• _Texto de origem_
Assim como foi na popularização da televisão, do VHS e do DVD, Adriana destacou que o streaming é mais uma tecnologia que tornou mais acessível o produto audiovisual para todo mundo: “Legal que existe, bom que a gente pode - quando não deu para assistir ao filme nos cinemas - descobrir esse filme depois, mas experiência de cinema ainda é única”.

E é aqui que entram os desafios atuais, como a ausência de salas de cinema. “O pessoal vê filme em celular porque não tem acesso à sala de cinema. Se tiver salas na periferia, no interior, se os preços forem razoáveis, claro que as pessoas vão ver nos cinemas. O Brasil tem poucas salas de cinema e isso impacta o acesso, preço e até mesmo os filmes brasileiros”, desabafou Adriana.

Outra questão que veio à tona foi sobre identificar o perfil de quem vai ao cinema desde o fim da pandemia e descobrir o que esse público deseja assistir. Aliás, a mesa concordou que o perfil sempre vai mudando de tempos em tempos. Atualmente, por exemplo, há uma clara preferência (ao menos no Brasil) por longas de terror. Mas questões como idade também são importantes para a identificação do novo público: “No Estação, quem voltou para o cinema foram os jovens. Antes, era um público de mais idade e continuam por lá. Aí vieram os jovens, que já era um trabalho que estávamos fazendo em 2018. Na questão dos jovens, a gente percebeu uma sede muito grande de participar de um movimento, de um comportamento diferente, de uma onda. Eles enchem qualquer filme que as característicam sejam esquisito, muito inovador, antigo, terror trash, é filme B, filme alternativo”, contou Adriana. 

A palestrante foi endossada por Simone a Camila, que concordam que o público jovem e até os 50+ estão cada vez mais presentes e quem ainda não retornou é quem está na faixa dos 35 a 50 anos. Isso pode ser explicado pelo momento de vida, por estarem cuidando de filhos, muito atarefados com trabalho e potencialmente estressados pelos últimos anos, visto que foi uma geração bastante afetada pela pandemia.

"A gente quer muito fazer uma pesquisa de mercado que há muitos anos não fazemos - e o perfil mudou muito - para entender o que o público quer ver. Precisamos unir os elos da cadeia para fazermos uma grande pesquisa e entender o que o consumidor quer para levá-lo para essa experiência", sugeriu Simone para contornar o problema da identificação do público. Adriana completou a informação ao dizer que a pesquisa ajudará o setor a sair apenas do conhecimento empírico e das bolhas que cada complexo ou sala de cinema cria.

O que também foi identificado é que uma linguagem mais atualizada e moderna se faz necessária nesse processo: "Se o filme tem uma estrutura de linguagem de narrativa mais conservadora, mesmo que esteja mostrando uma realidade importante com questões sociais, o público já vê com mais resistência. O jovem está com um desejo mais sofisticado, eles querem outras emoções, outras experiências, que não é apenas falar de um assunto, mas como se fala de um assunto”, destacou Adriana.

• _Exercício 1_
Extraia do texto sobre o público de cinema tudo o que vai desde "A palestrante foi" até "afetada pela pandemia.".
• _Exercício 2_
Responda com base no texto sobre o público de cinema:
(a) Segundo Adriana, quem voltou para o cinema no Estação?
(b) Qual faixa etária ainda não retornou às salas?
(c) Por que tipo de longa há hoje uma clara preferência no Brasil?

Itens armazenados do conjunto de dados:
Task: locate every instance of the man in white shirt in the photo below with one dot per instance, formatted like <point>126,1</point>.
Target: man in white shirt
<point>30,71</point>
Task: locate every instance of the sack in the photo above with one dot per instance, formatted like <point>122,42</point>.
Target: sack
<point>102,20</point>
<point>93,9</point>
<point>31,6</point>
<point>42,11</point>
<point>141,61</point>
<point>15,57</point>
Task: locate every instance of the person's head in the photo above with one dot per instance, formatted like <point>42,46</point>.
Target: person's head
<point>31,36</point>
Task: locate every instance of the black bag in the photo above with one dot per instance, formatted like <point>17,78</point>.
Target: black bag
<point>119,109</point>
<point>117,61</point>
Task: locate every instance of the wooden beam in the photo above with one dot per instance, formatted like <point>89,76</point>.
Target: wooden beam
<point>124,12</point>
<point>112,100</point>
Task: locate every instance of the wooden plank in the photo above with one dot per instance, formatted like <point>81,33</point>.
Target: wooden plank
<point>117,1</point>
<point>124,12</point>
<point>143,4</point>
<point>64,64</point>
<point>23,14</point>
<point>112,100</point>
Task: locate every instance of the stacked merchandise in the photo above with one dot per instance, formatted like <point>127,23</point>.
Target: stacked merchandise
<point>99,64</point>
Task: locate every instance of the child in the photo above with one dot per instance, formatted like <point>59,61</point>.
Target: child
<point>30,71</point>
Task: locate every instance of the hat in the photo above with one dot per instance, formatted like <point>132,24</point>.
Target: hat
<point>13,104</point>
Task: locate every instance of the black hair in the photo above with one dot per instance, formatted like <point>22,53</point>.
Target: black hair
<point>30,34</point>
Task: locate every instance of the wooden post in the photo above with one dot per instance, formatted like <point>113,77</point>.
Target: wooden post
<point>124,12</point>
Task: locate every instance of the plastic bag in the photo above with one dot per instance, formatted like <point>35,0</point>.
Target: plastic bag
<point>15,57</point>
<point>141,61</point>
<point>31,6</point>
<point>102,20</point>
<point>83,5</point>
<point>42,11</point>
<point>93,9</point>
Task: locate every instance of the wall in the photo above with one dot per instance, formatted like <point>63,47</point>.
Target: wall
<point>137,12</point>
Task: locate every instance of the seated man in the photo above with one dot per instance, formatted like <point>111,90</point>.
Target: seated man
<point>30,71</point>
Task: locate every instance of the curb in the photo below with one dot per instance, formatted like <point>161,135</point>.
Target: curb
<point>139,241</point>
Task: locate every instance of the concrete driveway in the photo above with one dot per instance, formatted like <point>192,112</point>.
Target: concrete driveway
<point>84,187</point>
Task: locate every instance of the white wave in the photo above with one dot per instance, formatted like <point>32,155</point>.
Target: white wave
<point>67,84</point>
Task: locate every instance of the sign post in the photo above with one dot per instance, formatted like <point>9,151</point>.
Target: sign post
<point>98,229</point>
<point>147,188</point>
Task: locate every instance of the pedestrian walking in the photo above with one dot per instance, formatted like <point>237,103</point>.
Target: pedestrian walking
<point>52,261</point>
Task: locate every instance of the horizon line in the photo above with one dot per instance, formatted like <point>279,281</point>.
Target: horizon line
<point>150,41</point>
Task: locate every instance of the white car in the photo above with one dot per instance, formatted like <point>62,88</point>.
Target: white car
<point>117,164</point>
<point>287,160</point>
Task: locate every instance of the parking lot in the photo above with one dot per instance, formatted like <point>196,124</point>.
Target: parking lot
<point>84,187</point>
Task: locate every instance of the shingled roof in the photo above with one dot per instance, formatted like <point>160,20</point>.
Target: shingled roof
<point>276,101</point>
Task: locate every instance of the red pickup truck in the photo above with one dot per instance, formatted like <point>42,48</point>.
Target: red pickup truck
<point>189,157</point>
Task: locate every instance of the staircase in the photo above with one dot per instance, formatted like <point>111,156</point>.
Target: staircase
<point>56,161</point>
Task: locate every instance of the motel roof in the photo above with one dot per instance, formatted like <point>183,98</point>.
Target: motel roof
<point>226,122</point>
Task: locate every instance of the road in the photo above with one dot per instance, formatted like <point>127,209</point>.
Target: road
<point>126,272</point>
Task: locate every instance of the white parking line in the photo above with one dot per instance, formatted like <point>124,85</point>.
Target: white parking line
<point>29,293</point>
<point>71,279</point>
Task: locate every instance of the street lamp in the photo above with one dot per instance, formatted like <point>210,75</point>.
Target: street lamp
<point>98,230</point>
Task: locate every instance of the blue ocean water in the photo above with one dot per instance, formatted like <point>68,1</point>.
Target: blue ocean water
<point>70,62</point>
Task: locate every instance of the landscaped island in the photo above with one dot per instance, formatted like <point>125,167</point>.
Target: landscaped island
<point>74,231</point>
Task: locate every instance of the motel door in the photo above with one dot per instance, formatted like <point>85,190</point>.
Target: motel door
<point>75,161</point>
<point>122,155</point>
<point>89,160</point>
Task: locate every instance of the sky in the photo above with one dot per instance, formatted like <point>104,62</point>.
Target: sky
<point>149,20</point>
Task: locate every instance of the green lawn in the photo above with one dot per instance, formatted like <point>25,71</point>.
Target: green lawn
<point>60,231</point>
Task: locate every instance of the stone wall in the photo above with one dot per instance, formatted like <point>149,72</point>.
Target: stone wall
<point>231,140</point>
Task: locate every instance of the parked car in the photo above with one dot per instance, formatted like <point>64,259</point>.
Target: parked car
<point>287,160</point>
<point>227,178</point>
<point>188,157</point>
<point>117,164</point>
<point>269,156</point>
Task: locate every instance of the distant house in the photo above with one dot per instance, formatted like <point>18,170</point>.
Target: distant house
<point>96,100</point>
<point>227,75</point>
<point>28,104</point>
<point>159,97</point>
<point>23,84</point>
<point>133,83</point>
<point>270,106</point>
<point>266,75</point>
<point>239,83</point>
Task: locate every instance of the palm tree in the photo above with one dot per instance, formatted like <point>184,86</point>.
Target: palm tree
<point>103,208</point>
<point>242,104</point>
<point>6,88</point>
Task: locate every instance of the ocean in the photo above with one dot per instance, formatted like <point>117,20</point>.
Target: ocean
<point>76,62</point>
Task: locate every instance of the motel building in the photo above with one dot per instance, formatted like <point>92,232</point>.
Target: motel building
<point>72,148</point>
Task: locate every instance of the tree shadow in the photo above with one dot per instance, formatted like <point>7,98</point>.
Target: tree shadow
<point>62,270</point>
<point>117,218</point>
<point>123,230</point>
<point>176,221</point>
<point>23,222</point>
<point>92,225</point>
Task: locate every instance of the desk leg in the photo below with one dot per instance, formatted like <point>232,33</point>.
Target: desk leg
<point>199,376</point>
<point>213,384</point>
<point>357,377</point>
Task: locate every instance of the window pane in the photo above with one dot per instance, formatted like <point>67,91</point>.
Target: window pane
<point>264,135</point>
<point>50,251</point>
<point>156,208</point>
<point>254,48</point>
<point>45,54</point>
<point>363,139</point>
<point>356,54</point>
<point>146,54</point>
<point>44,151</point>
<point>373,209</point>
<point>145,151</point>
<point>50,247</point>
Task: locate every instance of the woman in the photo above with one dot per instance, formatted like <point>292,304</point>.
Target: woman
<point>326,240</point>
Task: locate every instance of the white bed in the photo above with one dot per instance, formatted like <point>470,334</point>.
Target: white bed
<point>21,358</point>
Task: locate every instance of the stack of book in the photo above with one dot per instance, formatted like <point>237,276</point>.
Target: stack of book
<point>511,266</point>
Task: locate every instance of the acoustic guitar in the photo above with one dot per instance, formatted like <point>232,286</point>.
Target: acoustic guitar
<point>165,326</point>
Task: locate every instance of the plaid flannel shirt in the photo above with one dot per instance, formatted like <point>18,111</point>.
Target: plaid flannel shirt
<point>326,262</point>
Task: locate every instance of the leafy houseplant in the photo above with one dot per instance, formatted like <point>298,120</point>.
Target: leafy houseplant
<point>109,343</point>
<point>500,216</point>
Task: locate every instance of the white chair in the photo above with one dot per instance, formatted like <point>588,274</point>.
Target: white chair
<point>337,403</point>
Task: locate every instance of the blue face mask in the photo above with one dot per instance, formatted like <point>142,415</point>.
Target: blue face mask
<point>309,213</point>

• _Resposta 1_
A palestrante foi endossada por Simone a Camila, que concordam que o público jovem e até os 50+ estão cada vez mais presentes e quem ainda não retornou é quem está na faixa dos 35 a 50 anos. Isso pode ser explicado pelo momento de vida, por estarem cuidando de filhos, muito atarefados com trabalho e potencialmente estressados pelos últimos anos, visto que foi uma geração bastante afetada pela pandemia.

• _Resposta 2_
(a) Os jovens.
(b) A faixa dos 35 a 50 anos.
(c) Por longas de terror.